■ DOCUMENT SECTION ■
+++

Times change and so do social institutions. When the laws protecting our privacy were originally drafted there was not even the notion of email. Such a concept was so futuristic as to be well beyond the most imaginative of the Founding Fathers. Today, however, emails have become a regular course of communication between members of society and, as such, they deserve attention. Do they fall within our expectation of privacy or does their digital nature make them automatically public?

The legal case that brought this issue to the forefront was that of a young marine, Lance Corporal Justin Ellsworth of Michigan (Chambers, 2009). Ellsworth was killed in action in Iraq in 2004 but prior to his death he had written emails to this family and friends. After his death, his family requested the email provider, Yahoo, to grant them access to Ellsworth's account but Yahoo refused to honor the family's request citing Yahoo's privacy policy as the basis for this refusal. The family filed suit demanding that Yahoo release the email information to them and when the Michigan Probate Court granted the family's request and Yahoo complied without an appeal the legal issue was never fully developed but the underlying issue of privacy remains. Should email communications be considered as personal property or should they considered as private communication and held permanently confidential? The Ellsworth case did not answer the question but did raise the issue of what should be done with digital assets such as emails when an individual is rendered unavailable due to either death or incapacity.

The intent behind the Ellsworth family requesting Justin's emails was likely honorable but it raises philosophical issues beyond the simple request. It raises privacy issues that may be addressed differently depending on which philosophical position one might adopt, either utilitarian or deontological. From the utilitarian point-of-view, the Ellsworth request should be honored if it creates more happiness than unhappiness for the greater good. For the Ellsworth family the granting of access to Justin's account would have been good for them but it would not have been good for society as a whole. Society's expectation of privacy in the sanctity of the email password would have been violated.

Interestingly, under a deontological approach to the issue the result remains the same. Deontology view issues from a precise set of precepts. There is a wrong and right perspective to everything and the consequences are irrelevant. The deontologist would view the Yahoo contract governing privacy controls as sacrosanct and non-negotiable. For the deontologist, Justin's singing of the contract assured him his privacy as to his emails and, barring a release from Justin, the information contained in his email account should be afforded absolute privacy.

Legally, written documents such as emails have been protected through one of three approaches (Richardson, 2010). The first approach is treating emails as intellectual property. Unpublished emails, that is, emails that have not been sent are considered literary work and should be treated like any another form of intellectual property. Intellectual property encompasses a wide range of creative works such as musical, literary, and artistic works but there is a strong argument that unpublished emails should be afforded treatment as intellectual property and, therefore, should remain the property of those who wrote them until such time as they are published. As private property in cases such as Ellsworth's the emails would become part of the probate estate of the deceased and would pass to the family by either the terms of the will or the laws of the descent and distribution in the jurisdiction of the deceased's residence.

Emails received by the deceased, however, are afforded different treatment. Because the emails were not written by the recipient there is an implied right, created by the fact that the original author of the email sent the email, that such emails can be copied and used. Emails marked as confidential and placed in a password protected file would demand different treatment but those deposited in a typical email account should be considered as openly available.

+++

■ PROVIDED DATA ■
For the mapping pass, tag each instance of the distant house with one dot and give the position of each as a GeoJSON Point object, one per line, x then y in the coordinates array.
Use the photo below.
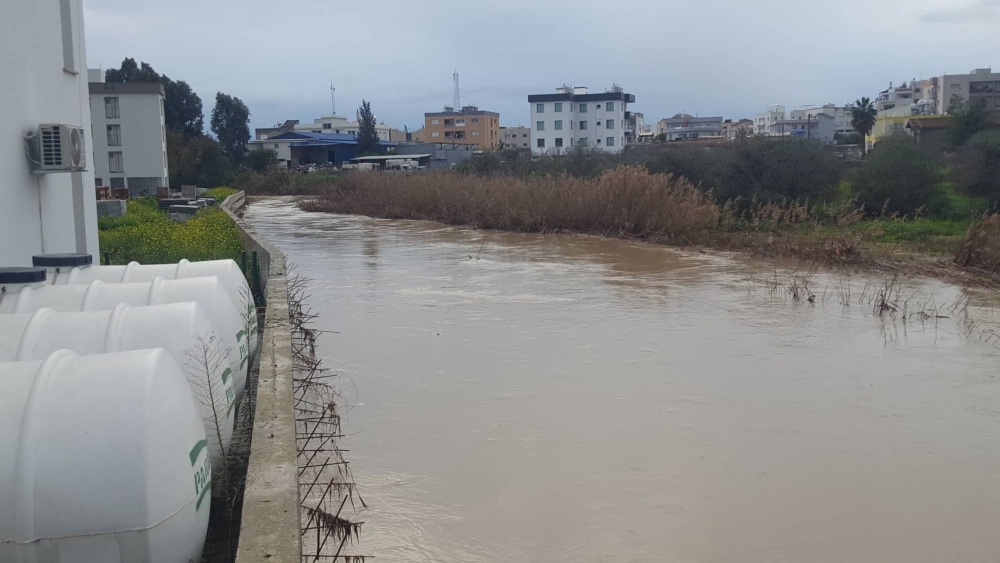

+++

■ SET OF TASKS ■
1 - List the kinds of creative works that the essay on email privacy above names as examples of intellectual property.
2 - Write out the stretch of the essay on email privacy above from "Emails received by" through "as openly available.", word for word.
3 - Carry the essay on email privacy further, starting right after its final sentence.

■ PER-TASK OUTPUTS ■
1 - musical, literary, artistic

2 -
Emails received by the deceased, however, are afforded different treatment. Because the emails were not written by the recipient there is an implied right, created by the fact that the original author of the email sent the email, that such emails can be copied and used. Emails marked as confidential and placed in a password protected file would demand different treatment but those deposited in a typical email account should be considered as openly available.

3 -
There does, however, remain a significant problem relative to access to email contents whether considered intellectual property or public domain and that involves the issue of a password. Although the unpublished emails may be deemed to be literary works and, therefore, private property and received emails considered publicly available does not address the issue as to whether or not email providers must release confidential email information. As a result, absent a court order granting access to the password, the intellectual property would die with the deceased.

The second approach toward the treatment of emails would be to consider them as simply private property. Presently there is no clearly defined law that distinguishes emails or other electronic documents as personal property but the natural transition of technological improvements demands that the law eventually do so. Emails are not some form of artificially created intangible object. They have developed into a personal part of our personalities similar to letters, diaries, and photographs. The electronic nature of emails makes them more quickly deliverable but no less personal than letters, diaries, or photographs. Property law has recognized these objects as personal property and provided them with personal property protections why is it so unreasonable to expect that electronic messages such as email not be provided the same protections?

The third approach in considering how to handle the disposition of emails is related to the privacy expectations of these documents. Assuming that the emails of deceased should be considered to be private property there remains the issue of the deceased's expectation of privacy. Ordinarily, however, common law individual privacy protections arising from expectations do not extend beyond death so what remains are the contractual privacy protections afforded the deceased through agreements with email providers.

As email has become more popular there has developed a complex and extensive series of contracts, displayed online when users subscribe for email services, which set forth the mutual agreements between the user and the service. These agreements are extensive and probably very rarely read but, nevertheless, the service providers are adamant in their claims that such agreements are intended to protect the privacy of the user's privacy. In the Ellsworth case, this was the basis of Yahoo's refusal to allow the family access to the deceased's email account. Yahoo capitulated with minimal resistance so the legal effect of Yahoo's contract and that of nearly every other email provider was never allowed to be fully reviewed by the courts but there remains a compelling argument that these contracts should be afforded full legal application.

Any user of the internet, even the most infrequent one, is well aware of the numerous efforts made by providers warning them of the need to protect one's passwords. These warnings are displayed prominently and frequently and given such prominence is it unreasonable that users come to rely upon the provider's protecting of this information? Taking this protection to the next level and being as sympathetic to the concerns of the deceased as possible it must be asked that if a deceased wishes to allow unbridled access to his email accounts there is no prohibition on his disclosing his password information while he is still alive to do so. The fact that such information is held as confidential indicates an expectation and wish to keep it so.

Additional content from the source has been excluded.